Records shown
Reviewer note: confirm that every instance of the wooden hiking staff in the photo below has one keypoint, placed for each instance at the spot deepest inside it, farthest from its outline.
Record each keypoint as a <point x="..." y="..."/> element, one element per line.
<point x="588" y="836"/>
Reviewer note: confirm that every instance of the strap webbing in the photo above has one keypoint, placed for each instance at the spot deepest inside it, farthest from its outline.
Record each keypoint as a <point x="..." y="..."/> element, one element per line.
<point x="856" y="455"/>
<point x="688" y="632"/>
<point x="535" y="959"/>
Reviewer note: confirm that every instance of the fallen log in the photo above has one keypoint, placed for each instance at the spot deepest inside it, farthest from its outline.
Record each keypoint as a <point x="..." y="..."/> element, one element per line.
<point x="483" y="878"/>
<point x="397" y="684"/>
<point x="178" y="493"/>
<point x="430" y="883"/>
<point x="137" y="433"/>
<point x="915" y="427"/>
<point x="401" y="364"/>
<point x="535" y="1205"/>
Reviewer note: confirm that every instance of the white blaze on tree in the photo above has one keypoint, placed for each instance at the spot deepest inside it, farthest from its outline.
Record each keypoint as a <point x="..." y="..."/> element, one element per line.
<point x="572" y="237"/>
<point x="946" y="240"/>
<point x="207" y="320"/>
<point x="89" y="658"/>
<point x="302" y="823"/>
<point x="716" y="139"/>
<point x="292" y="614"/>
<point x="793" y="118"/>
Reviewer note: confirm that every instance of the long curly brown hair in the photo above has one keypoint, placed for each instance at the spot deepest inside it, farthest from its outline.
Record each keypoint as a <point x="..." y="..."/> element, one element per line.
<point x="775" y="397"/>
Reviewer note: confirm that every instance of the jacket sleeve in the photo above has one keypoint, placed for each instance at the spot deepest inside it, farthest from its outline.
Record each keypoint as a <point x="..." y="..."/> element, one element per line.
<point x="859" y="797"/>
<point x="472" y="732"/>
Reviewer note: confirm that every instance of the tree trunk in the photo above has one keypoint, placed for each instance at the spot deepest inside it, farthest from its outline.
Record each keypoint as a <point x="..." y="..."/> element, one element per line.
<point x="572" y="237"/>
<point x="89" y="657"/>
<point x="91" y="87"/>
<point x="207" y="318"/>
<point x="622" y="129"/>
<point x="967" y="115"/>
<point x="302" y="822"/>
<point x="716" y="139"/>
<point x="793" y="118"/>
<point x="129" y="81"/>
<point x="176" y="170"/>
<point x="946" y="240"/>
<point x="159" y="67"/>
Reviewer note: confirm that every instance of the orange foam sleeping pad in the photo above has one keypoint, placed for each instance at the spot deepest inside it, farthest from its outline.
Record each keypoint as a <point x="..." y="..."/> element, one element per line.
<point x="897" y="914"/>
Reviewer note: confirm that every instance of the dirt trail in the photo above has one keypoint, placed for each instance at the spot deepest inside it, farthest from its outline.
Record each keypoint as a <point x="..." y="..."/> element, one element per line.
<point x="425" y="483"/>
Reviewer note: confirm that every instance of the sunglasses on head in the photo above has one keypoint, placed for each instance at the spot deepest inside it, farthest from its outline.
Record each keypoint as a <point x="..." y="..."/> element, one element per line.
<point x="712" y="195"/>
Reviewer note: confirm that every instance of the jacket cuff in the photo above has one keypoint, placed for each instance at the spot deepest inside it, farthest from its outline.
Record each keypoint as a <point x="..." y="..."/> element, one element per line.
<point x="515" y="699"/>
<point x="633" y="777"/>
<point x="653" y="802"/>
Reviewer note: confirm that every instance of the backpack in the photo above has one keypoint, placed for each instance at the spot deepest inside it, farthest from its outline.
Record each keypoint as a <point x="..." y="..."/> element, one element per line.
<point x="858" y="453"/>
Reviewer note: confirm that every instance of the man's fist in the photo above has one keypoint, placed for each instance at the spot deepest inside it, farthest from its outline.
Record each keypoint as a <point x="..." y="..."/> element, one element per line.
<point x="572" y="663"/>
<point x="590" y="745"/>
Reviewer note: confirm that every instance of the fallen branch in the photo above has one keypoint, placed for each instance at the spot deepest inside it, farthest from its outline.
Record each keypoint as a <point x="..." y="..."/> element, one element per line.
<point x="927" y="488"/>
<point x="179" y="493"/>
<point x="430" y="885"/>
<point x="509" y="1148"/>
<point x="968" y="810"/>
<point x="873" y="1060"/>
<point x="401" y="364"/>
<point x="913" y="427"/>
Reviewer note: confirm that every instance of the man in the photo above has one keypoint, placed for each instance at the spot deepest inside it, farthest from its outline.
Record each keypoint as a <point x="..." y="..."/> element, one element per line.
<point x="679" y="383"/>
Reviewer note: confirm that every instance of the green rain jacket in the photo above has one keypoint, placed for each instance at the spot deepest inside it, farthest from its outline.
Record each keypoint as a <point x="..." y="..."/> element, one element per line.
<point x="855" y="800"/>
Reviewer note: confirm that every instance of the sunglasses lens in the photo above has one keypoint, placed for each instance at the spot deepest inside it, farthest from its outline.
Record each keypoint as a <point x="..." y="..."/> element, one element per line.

Written instruction
Quote, without any change, each line from the one that contains "Reviewer note: confirm that every instance of the fallen branch" through the end of the material.

Correct answer
Reviewer note: confirm that every instance of the fallen branch in the photo above has one keypoint, placed for each instance at the spot deepest inside it, farthest from its outline.
Record each keypoint as a <point x="..." y="..."/> element, one element per line.
<point x="927" y="488"/>
<point x="179" y="493"/>
<point x="430" y="885"/>
<point x="509" y="1148"/>
<point x="968" y="810"/>
<point x="873" y="1060"/>
<point x="401" y="364"/>
<point x="913" y="427"/>
Reviewer note: confirm that every instance of the man in the photo above has one keypoint, placed for each instance at the spot deepest inside it, farthest from its outline.
Record each keypoint as a <point x="..." y="..."/> element, one element per line.
<point x="679" y="383"/>
Reviewer note: confirm that every instance of the green rain jacket in the photo above has one keypoint, placed for each instance at the spot deepest inside it, farthest from its outline.
Record each keypoint as a <point x="..." y="..."/> element, one element per line.
<point x="855" y="800"/>
Reviewer note: confirm that every instance of the sunglasses lens in the photo above has one keypoint, placed for each instance at the spot deepest inside it, farthest from its outline.
Record each keypoint as a <point x="..." y="..."/> element, one element per line.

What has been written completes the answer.